# GIVEN PROBLEM:
Turn the whole listing below into a two-column CSV with the headers request and answer, one row per request, putting each request's text and its answer in a single quoted field with line breaks replaced by spaces. Leave the pictures out.

Labeled object pointing entries
= = = = = = =
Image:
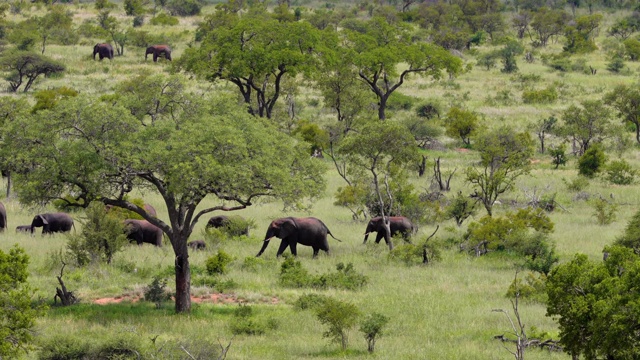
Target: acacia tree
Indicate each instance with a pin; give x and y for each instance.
(378, 53)
(255, 53)
(97, 150)
(504, 156)
(625, 100)
(376, 149)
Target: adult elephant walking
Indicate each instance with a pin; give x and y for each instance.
(52, 222)
(3, 217)
(397, 224)
(103, 50)
(142, 231)
(293, 231)
(158, 50)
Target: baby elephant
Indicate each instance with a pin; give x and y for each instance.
(23, 228)
(52, 222)
(197, 245)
= = = = = = =
# TASK RESULT:
request,answer
"Image: Target: acacia tree Indicate each instance with a pin; give x and y for each instance.","(378, 53) (255, 53) (97, 150) (504, 156) (625, 100) (376, 149)"
"Target: adult elephant walking Indicate each instance with a pin; give x and y for each instance.","(52, 222) (3, 217) (397, 224) (103, 50) (142, 231) (293, 231) (158, 50)"
"Target: baby elephant Indicate each instance with a pin; give x and y for each instance.","(23, 228) (52, 222) (197, 245)"